# TASK STATEMENT:
Copy the material from the line containing "Rules: pick out each instance of the tree" up to and including the line containing "[[312, 165], [86, 161]]", keeping every line, and shift each coordinate value in the answers by -28.

(Entries from a pointing dataset)
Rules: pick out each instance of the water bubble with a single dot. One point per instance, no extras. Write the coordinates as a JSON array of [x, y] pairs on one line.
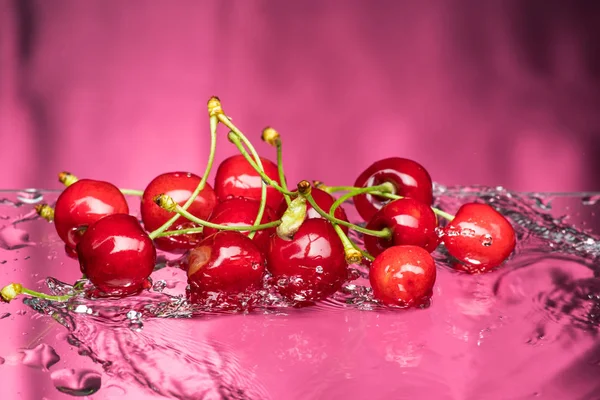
[[12, 238], [590, 200], [30, 196], [487, 240], [42, 356], [76, 383], [159, 286]]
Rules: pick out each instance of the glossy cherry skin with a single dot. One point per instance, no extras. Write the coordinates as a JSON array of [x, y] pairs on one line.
[[180, 186], [323, 200], [117, 255], [83, 203], [235, 177], [226, 262], [311, 266], [479, 237], [239, 211], [403, 276], [409, 178], [411, 222]]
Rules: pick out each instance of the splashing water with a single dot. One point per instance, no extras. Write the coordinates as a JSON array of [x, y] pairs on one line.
[[533, 322]]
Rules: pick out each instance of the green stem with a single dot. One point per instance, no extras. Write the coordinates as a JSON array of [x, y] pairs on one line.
[[132, 192], [280, 170], [436, 211], [236, 137], [384, 233], [243, 228], [45, 296], [214, 121]]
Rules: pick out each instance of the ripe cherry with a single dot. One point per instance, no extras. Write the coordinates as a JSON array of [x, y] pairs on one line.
[[83, 203], [411, 223], [409, 179], [235, 177], [240, 211], [311, 266], [479, 237], [324, 200], [180, 186], [226, 262], [117, 255], [403, 276]]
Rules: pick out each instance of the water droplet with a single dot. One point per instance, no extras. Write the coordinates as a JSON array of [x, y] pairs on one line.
[[42, 356], [30, 196], [76, 383], [12, 238], [487, 240]]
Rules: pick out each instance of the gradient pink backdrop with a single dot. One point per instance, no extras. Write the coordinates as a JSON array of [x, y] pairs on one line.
[[480, 92]]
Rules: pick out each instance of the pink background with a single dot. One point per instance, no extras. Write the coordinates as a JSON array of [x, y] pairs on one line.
[[479, 92]]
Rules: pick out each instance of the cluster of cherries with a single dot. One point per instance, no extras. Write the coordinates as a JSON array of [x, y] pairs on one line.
[[250, 228]]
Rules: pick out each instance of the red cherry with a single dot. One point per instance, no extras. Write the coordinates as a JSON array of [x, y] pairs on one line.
[[226, 262], [323, 200], [117, 255], [236, 178], [83, 203], [403, 276], [411, 222], [239, 211], [180, 186], [479, 237], [311, 266], [409, 178]]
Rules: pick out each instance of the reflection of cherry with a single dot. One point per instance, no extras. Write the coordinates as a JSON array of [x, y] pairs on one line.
[[324, 200], [179, 186], [409, 178], [236, 178], [403, 276], [239, 211], [83, 203], [311, 266], [479, 237], [410, 222], [117, 255], [225, 262]]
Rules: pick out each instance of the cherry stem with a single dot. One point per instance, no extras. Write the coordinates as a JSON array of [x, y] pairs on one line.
[[237, 137], [166, 202], [13, 290], [213, 103], [352, 254], [242, 228], [132, 192]]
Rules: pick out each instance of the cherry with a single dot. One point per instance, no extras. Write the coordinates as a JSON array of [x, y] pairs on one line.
[[410, 221], [403, 276], [409, 178], [180, 186], [324, 200], [117, 255], [83, 203], [479, 237], [235, 177], [311, 266], [226, 262], [240, 211]]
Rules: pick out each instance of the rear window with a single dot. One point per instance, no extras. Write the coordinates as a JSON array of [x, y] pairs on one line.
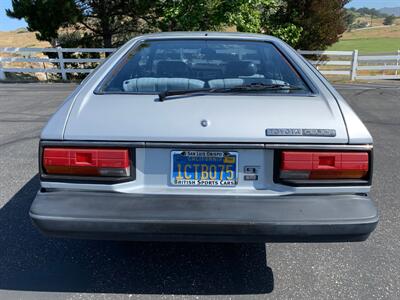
[[159, 65]]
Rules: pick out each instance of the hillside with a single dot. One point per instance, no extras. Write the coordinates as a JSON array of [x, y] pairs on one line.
[[20, 38], [391, 11], [375, 39]]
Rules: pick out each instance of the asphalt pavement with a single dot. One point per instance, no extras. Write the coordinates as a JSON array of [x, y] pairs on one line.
[[36, 267]]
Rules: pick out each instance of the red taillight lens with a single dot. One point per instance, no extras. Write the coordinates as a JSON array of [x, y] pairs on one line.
[[86, 162], [300, 165]]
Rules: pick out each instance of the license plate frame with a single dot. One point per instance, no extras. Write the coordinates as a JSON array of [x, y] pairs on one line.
[[200, 158]]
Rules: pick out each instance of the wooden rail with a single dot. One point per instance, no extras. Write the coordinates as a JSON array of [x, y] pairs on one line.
[[333, 63]]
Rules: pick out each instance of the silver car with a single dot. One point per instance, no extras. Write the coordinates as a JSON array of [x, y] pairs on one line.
[[205, 137]]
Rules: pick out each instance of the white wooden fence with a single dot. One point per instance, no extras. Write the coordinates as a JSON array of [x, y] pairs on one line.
[[333, 63], [355, 66], [59, 64]]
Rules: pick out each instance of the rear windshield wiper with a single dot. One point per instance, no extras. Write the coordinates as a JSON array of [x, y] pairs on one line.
[[245, 87]]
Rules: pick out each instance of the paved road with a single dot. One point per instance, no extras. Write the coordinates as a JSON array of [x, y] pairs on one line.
[[35, 267]]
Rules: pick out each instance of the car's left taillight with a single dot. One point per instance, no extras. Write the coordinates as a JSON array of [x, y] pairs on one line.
[[324, 167], [85, 162]]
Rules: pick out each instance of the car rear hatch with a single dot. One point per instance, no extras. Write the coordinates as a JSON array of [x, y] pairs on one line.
[[219, 118]]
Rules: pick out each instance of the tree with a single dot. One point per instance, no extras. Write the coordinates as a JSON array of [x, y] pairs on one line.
[[45, 16], [105, 23], [389, 20], [244, 15], [322, 22], [349, 18]]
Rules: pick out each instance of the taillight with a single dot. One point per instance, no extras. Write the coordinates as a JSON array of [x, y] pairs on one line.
[[312, 165], [86, 161]]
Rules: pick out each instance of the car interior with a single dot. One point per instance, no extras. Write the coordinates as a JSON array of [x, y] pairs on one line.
[[171, 65]]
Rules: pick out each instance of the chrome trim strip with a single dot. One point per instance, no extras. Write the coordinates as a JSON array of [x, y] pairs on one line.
[[200, 145], [319, 146]]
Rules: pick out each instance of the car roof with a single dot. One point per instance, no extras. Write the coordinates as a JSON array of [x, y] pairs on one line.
[[207, 35]]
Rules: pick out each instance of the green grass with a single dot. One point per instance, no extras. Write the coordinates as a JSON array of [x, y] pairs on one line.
[[369, 45]]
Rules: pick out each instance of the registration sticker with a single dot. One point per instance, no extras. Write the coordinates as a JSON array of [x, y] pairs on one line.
[[204, 168]]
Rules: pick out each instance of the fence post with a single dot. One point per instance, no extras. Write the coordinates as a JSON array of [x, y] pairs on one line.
[[61, 62], [354, 65], [2, 74]]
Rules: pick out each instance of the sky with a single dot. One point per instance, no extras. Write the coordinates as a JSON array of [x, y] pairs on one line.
[[7, 23]]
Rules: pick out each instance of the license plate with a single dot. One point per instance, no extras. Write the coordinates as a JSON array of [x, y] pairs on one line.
[[204, 168]]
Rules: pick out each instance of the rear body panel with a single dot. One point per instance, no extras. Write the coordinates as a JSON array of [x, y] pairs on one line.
[[150, 207], [231, 118]]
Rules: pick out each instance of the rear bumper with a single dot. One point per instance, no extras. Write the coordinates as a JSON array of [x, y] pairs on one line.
[[318, 218]]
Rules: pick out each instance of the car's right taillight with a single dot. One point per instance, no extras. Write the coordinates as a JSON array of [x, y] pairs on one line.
[[86, 163], [304, 167]]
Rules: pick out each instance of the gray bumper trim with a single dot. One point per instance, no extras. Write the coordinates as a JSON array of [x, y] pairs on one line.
[[314, 218]]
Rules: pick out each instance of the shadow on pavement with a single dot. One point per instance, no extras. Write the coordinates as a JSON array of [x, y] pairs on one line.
[[31, 262]]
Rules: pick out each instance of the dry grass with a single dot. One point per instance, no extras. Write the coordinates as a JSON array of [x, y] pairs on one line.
[[19, 38]]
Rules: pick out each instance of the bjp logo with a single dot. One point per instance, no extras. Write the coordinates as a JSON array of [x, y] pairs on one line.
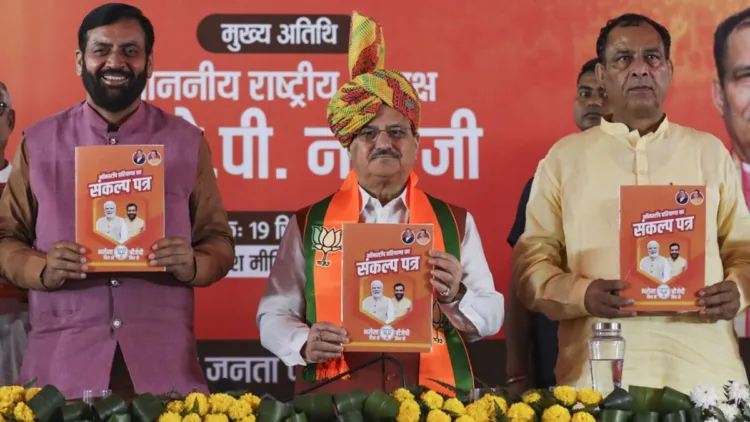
[[326, 241]]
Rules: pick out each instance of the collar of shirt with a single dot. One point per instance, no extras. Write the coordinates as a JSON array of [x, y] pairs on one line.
[[741, 165], [374, 212], [633, 137], [4, 173]]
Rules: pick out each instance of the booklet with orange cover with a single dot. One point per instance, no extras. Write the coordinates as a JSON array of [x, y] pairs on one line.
[[119, 205], [663, 246], [386, 291]]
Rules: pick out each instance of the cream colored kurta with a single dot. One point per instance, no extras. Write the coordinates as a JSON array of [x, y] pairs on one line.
[[572, 238]]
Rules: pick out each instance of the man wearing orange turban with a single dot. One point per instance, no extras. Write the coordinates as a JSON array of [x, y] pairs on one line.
[[376, 118]]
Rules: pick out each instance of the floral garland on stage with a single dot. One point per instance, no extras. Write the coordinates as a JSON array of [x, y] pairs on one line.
[[416, 404]]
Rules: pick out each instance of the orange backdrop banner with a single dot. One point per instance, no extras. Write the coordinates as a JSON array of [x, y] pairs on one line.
[[496, 78]]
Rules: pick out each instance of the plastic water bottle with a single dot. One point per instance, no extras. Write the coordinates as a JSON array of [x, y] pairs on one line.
[[606, 355]]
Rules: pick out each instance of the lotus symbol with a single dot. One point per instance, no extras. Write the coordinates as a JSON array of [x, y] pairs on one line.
[[326, 241]]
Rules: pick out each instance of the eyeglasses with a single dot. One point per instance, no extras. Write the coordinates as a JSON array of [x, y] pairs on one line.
[[395, 133]]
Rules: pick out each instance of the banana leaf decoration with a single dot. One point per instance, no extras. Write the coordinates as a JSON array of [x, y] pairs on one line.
[[646, 404]]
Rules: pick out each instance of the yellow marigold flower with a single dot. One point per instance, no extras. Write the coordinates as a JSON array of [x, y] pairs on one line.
[[176, 406], [566, 395], [455, 406], [31, 392], [252, 399], [216, 417], [589, 397], [490, 401], [433, 400], [477, 412], [6, 407], [170, 417], [239, 410], [408, 411], [192, 417], [531, 398], [23, 413], [200, 399], [402, 394], [220, 402], [556, 413], [437, 415], [13, 393], [521, 412], [583, 417]]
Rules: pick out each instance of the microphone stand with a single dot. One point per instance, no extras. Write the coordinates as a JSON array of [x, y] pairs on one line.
[[353, 370]]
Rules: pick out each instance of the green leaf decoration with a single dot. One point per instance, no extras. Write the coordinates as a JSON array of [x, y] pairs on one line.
[[646, 417], [350, 402], [318, 407], [619, 399], [146, 408], [381, 406], [119, 417], [355, 416], [681, 416], [614, 415], [297, 417], [646, 399], [674, 401], [272, 411], [29, 384], [107, 407], [47, 404], [76, 412]]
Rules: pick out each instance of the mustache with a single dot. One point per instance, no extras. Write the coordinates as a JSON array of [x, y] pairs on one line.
[[379, 153], [121, 72]]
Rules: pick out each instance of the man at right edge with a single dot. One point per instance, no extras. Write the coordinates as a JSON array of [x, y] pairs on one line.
[[566, 264]]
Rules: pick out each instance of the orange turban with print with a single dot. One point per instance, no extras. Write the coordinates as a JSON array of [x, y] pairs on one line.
[[355, 104]]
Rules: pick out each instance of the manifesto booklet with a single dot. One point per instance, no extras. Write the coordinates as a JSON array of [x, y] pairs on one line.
[[386, 291], [119, 205], [663, 246]]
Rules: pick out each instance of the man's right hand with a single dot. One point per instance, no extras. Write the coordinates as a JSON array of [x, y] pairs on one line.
[[65, 260], [325, 341], [602, 301]]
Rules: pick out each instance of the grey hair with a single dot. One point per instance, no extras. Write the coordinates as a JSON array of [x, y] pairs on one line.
[[6, 94]]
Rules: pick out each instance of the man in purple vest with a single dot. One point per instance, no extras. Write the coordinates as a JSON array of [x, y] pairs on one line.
[[127, 332]]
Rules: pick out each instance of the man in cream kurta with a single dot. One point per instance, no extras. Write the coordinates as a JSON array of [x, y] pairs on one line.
[[567, 261], [731, 95]]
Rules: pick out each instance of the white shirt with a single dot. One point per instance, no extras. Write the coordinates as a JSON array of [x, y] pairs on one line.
[[657, 267], [280, 318], [114, 227], [381, 308]]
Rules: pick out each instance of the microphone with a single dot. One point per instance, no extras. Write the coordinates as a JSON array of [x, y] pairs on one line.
[[353, 370]]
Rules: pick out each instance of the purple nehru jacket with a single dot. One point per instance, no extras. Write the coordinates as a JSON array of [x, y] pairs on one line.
[[75, 330]]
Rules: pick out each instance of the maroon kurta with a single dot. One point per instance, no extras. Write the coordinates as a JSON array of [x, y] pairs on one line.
[[76, 329]]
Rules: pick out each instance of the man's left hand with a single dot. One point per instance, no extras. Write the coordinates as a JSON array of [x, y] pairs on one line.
[[446, 276], [721, 300], [176, 254]]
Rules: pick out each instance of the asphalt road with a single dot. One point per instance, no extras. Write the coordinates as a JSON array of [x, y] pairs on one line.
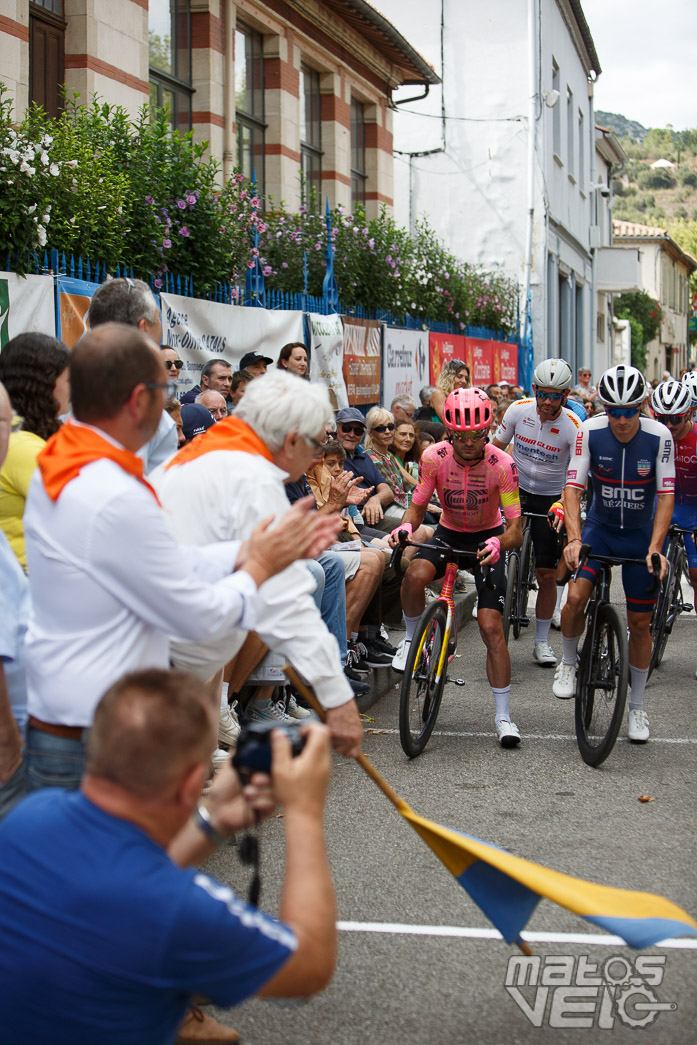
[[408, 984]]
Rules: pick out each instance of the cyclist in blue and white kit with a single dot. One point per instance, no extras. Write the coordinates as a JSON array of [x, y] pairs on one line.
[[629, 460]]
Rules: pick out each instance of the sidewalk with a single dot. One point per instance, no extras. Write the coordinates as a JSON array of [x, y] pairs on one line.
[[382, 679]]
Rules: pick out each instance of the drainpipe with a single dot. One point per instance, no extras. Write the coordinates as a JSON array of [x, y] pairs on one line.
[[532, 131], [228, 91]]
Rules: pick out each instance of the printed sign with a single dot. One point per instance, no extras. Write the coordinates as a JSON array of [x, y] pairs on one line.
[[201, 330], [404, 363], [362, 361], [26, 303], [327, 355], [443, 348]]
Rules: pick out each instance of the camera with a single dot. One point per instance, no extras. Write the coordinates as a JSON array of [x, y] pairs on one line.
[[253, 752]]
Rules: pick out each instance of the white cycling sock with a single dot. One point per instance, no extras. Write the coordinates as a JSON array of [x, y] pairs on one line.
[[570, 647], [502, 697], [411, 623], [541, 630], [637, 678]]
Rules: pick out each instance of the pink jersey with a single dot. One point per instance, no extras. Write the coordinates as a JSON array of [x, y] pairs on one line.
[[471, 496]]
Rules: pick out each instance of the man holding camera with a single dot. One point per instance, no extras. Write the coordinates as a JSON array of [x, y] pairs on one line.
[[95, 893]]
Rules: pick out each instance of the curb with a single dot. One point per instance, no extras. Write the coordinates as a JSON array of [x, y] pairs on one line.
[[382, 679]]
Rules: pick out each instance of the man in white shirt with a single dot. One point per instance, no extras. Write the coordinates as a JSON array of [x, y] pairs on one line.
[[219, 487], [109, 582]]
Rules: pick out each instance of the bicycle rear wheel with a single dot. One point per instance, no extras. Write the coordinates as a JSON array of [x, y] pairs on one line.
[[601, 686], [421, 688], [511, 591], [526, 564]]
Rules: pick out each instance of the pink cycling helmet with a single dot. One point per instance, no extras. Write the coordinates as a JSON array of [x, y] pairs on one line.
[[467, 410]]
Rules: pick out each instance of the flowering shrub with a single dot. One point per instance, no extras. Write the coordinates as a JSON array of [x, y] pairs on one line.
[[96, 183]]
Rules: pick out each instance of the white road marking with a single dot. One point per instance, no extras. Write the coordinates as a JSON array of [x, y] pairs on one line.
[[533, 736], [587, 938]]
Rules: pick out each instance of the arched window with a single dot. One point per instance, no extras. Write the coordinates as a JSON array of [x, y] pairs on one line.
[[169, 39]]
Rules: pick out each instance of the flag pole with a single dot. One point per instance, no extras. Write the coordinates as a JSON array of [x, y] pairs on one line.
[[307, 694]]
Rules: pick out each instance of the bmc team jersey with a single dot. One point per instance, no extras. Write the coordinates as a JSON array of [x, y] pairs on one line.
[[540, 449], [626, 477], [470, 495]]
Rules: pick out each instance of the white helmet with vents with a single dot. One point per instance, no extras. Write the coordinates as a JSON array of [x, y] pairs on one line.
[[553, 374], [622, 386]]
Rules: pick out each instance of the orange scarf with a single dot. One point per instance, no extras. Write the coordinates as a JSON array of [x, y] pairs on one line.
[[230, 434], [72, 447]]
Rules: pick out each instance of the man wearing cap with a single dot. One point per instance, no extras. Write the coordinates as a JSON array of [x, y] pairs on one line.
[[255, 364], [350, 431]]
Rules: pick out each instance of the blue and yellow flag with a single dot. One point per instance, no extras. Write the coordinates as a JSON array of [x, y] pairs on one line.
[[508, 888]]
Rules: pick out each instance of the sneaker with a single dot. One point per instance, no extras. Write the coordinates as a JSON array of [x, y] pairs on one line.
[[543, 654], [399, 659], [355, 659], [382, 645], [355, 681], [637, 725], [268, 712], [508, 733], [373, 655], [295, 711], [564, 681], [228, 729]]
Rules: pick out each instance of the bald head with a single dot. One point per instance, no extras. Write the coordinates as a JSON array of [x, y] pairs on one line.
[[107, 365]]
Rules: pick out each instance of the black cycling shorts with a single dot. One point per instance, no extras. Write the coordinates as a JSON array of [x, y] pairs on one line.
[[469, 542], [546, 540]]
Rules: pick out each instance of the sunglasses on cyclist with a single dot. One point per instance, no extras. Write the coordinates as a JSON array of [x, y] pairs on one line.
[[461, 437], [622, 411], [673, 419]]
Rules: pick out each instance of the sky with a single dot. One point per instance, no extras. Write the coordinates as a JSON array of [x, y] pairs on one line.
[[648, 53]]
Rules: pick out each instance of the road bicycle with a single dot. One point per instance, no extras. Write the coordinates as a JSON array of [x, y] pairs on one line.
[[670, 603], [520, 580], [432, 649], [603, 670]]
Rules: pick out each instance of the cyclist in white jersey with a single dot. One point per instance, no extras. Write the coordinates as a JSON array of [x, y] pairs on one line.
[[543, 431]]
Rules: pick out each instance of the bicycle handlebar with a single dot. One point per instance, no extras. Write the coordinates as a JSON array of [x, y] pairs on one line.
[[451, 554], [613, 560]]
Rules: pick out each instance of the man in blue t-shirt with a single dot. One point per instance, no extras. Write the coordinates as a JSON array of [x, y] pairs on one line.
[[105, 936]]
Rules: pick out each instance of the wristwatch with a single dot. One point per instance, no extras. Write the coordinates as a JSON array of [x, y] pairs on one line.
[[201, 817]]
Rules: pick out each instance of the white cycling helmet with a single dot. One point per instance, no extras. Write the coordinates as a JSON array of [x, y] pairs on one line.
[[622, 386], [553, 374], [671, 397], [691, 380]]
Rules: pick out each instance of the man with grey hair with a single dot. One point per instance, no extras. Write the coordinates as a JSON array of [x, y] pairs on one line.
[[402, 408], [219, 487], [131, 301], [214, 403]]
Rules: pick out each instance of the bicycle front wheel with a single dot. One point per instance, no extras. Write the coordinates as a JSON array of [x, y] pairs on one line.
[[422, 686], [601, 686], [511, 593]]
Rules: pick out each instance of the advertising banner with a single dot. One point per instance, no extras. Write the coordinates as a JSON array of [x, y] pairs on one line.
[[73, 297], [362, 361], [26, 303], [443, 348], [327, 355], [404, 363], [200, 330]]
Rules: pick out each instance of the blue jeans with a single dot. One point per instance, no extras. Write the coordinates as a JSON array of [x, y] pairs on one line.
[[53, 761]]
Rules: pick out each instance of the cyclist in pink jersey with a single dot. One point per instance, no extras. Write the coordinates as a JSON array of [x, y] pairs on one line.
[[474, 482]]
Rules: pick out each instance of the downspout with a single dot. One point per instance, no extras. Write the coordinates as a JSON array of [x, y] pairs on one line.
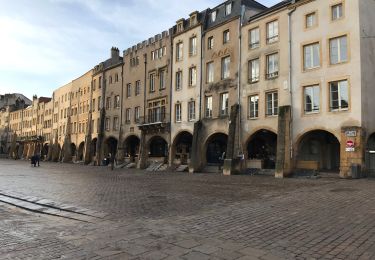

# EXERCISE RESULT:
Rules: pick out each instance of the tree with a single dot. One point per instance, no extras. Write the coordinates as a JSON array of [x, y] pairs on one line.
[[17, -12], [77, -5], [361, -8], [216, -13], [294, -6], [321, -10]]
Rules: pick out each instance of the taillight with a single dot. One point per instance, no extras. Write the coordinates as a JSON array of [x, y] pairs on one line.
[[284, 137], [58, 133]]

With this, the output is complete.